(Excerpts of location labeling data)
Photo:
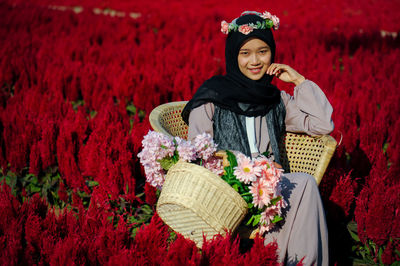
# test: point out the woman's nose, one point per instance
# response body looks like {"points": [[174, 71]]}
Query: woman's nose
{"points": [[254, 60]]}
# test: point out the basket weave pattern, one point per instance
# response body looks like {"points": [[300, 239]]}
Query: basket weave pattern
{"points": [[300, 152], [194, 201], [167, 119]]}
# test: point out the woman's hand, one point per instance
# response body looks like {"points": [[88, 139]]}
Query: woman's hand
{"points": [[285, 73]]}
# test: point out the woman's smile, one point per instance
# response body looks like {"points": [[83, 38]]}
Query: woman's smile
{"points": [[254, 58]]}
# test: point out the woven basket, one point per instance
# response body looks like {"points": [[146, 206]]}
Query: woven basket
{"points": [[194, 201], [300, 152]]}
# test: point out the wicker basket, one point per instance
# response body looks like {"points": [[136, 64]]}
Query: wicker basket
{"points": [[300, 152], [194, 201]]}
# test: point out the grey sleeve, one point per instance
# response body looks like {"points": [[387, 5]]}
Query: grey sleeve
{"points": [[200, 120], [308, 111]]}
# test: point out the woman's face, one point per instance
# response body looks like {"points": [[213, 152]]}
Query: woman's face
{"points": [[254, 58]]}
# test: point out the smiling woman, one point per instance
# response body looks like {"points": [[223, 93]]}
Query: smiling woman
{"points": [[245, 112]]}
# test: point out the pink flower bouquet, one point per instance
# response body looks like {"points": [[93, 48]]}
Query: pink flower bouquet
{"points": [[256, 180]]}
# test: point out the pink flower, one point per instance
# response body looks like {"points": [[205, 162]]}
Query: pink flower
{"points": [[265, 222], [275, 20], [204, 146], [214, 164], [245, 29], [246, 171], [262, 193], [185, 150], [224, 27], [266, 15]]}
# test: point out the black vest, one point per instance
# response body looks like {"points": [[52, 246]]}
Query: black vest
{"points": [[230, 130]]}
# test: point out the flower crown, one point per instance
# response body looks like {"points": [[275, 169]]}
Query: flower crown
{"points": [[268, 22]]}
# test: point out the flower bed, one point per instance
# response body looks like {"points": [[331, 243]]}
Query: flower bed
{"points": [[77, 88]]}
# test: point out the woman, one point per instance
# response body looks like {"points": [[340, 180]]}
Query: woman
{"points": [[243, 111]]}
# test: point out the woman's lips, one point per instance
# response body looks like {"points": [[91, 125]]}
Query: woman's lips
{"points": [[255, 70]]}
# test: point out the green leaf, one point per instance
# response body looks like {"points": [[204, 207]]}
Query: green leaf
{"points": [[235, 187], [131, 109], [256, 219], [232, 159], [92, 183], [35, 189], [352, 228], [275, 200], [276, 219], [166, 163]]}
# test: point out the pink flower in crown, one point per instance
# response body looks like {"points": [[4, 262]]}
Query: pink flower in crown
{"points": [[246, 171], [266, 15], [276, 22], [224, 27], [214, 164], [245, 29], [262, 192]]}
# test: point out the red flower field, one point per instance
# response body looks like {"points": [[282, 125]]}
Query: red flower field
{"points": [[79, 79]]}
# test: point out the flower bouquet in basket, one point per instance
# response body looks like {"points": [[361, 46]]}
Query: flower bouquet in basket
{"points": [[256, 180]]}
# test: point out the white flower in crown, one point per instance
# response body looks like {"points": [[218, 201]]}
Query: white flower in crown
{"points": [[276, 22], [266, 15], [224, 27], [245, 29]]}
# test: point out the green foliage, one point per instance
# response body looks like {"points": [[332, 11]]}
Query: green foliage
{"points": [[25, 185], [367, 253]]}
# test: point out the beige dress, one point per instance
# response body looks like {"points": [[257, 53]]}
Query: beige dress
{"points": [[304, 233]]}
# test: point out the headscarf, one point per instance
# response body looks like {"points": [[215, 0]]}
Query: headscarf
{"points": [[234, 91]]}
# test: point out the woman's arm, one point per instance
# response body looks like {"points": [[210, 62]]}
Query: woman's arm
{"points": [[200, 120], [308, 110]]}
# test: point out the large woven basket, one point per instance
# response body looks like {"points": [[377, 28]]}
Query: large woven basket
{"points": [[196, 202], [300, 152]]}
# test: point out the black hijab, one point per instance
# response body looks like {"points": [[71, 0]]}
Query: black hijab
{"points": [[234, 91]]}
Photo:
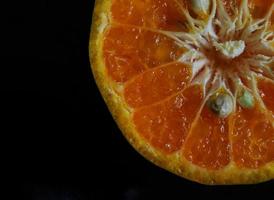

* **TO BE DONE**
Reproduce every line of the listing above with nothing changed, leaving out the pictures.

* **SOLVED PROBLEM**
Photo:
# test: point out the woman's nose, one point per instance
# response body looks like {"points": [[174, 71]]}
Query: woman's nose
{"points": [[254, 60]]}
# test: point out the basket weave pattern, one point per instance
# response body looks like {"points": [[300, 239]]}
Query: basket weave pattern
{"points": [[300, 152], [194, 201], [167, 119]]}
# test: point out the woman's hand, one point per instance
# response body looks like {"points": [[88, 139]]}
Query: woman's hand
{"points": [[285, 73]]}
# test: point out the woman's smile, one point per instance
# response body looks like {"points": [[83, 38]]}
Query: woman's smile
{"points": [[254, 58]]}
# test: point out the woven basket, one point per instance
# response body looks like {"points": [[146, 206]]}
Query: woven basket
{"points": [[194, 201], [300, 152]]}
# test: point out the wicker basket, one point per instance
# response body looks like {"points": [[136, 64]]}
Query: wicker basket
{"points": [[300, 152], [194, 201]]}
# test: point out the grey sleeve, one point per instance
# response body looks like {"points": [[387, 5]]}
Query: grey sleeve
{"points": [[200, 120], [308, 111]]}
# test: point out the woman's face, one point per instance
# response body looks like {"points": [[213, 152]]}
Query: woman's face
{"points": [[254, 58]]}
# test: point out the smiling woman, one point per instance
# response body looks like {"points": [[223, 93]]}
Query: smiling woman
{"points": [[245, 112]]}
# test: point out the pink flower bouquet, one point per instance
# response body looks like {"points": [[93, 48]]}
Query: pink flower bouquet
{"points": [[256, 180]]}
# test: point out the pink flower, one point per instance
# response body looks like {"points": [[205, 162]]}
Query: pink flower
{"points": [[265, 222], [275, 20], [204, 146], [214, 164], [245, 29], [246, 171], [262, 193], [185, 150], [224, 27], [266, 15]]}
# test: point out the black vest, one point per instance
# response body looks like {"points": [[52, 246]]}
Query: black vest
{"points": [[230, 130]]}
# test: point out the flower crown, one point per instance
# response body looks like {"points": [[275, 169]]}
Query: flower crown
{"points": [[268, 22]]}
# test: point out the flower bed, one point per instance
# response body looks like {"points": [[331, 243]]}
Query: flower bed
{"points": [[77, 88]]}
# test: point out the woman, one point per instance
# response body looks like {"points": [[340, 180]]}
Query: woman
{"points": [[243, 111]]}
# test: point out the woman's lips, one point per instance
# response body looks like {"points": [[91, 125]]}
Query: woman's lips
{"points": [[255, 70]]}
# test: point out the green leaf, one point per instance
# response body looks like {"points": [[204, 207]]}
Query: green leaf
{"points": [[235, 187], [131, 109], [256, 219], [232, 159], [92, 183], [35, 189], [352, 228], [275, 200], [276, 219], [166, 163]]}
# test: point out the pink flower in crown, one point per instance
# response body looks like {"points": [[4, 262]]}
Query: pink flower in crown
{"points": [[246, 171], [266, 15], [276, 22], [224, 27], [214, 164], [245, 29], [262, 192]]}
# test: point out the red flower field, one point per instance
# response body looks like {"points": [[282, 125]]}
Query: red flower field
{"points": [[79, 79]]}
# test: point out the flower bouquet in basket, one point per instance
# response body looks like {"points": [[361, 46]]}
Query: flower bouquet in basket
{"points": [[256, 180]]}
# test: point out the white flower in crown, one point per instance
# response body looks like {"points": [[218, 201]]}
Query: white flower in crown
{"points": [[276, 22], [266, 15], [224, 27], [245, 29]]}
# test: point out the green foliage, one point per instance
# response body looks like {"points": [[332, 11]]}
Query: green foliage
{"points": [[25, 185], [367, 253]]}
# test: point out the beige dress, one point per instance
# response body looks like {"points": [[257, 53]]}
Query: beige dress
{"points": [[304, 233]]}
# test: point out the headscarf, one point per instance
# response body looks like {"points": [[215, 0]]}
Query: headscarf
{"points": [[234, 91]]}
# test: point out the woman's arm, one point per instance
# response body looks like {"points": [[210, 62]]}
Query: woman's arm
{"points": [[200, 120], [308, 110]]}
# test: point out the large woven basket, one point per instance
# response body looks like {"points": [[377, 28]]}
Query: large woven basket
{"points": [[196, 202], [300, 152]]}
# test: point out the black hijab, one point per instance
# response body looks like {"points": [[71, 0]]}
Query: black hijab
{"points": [[234, 91]]}
Photo:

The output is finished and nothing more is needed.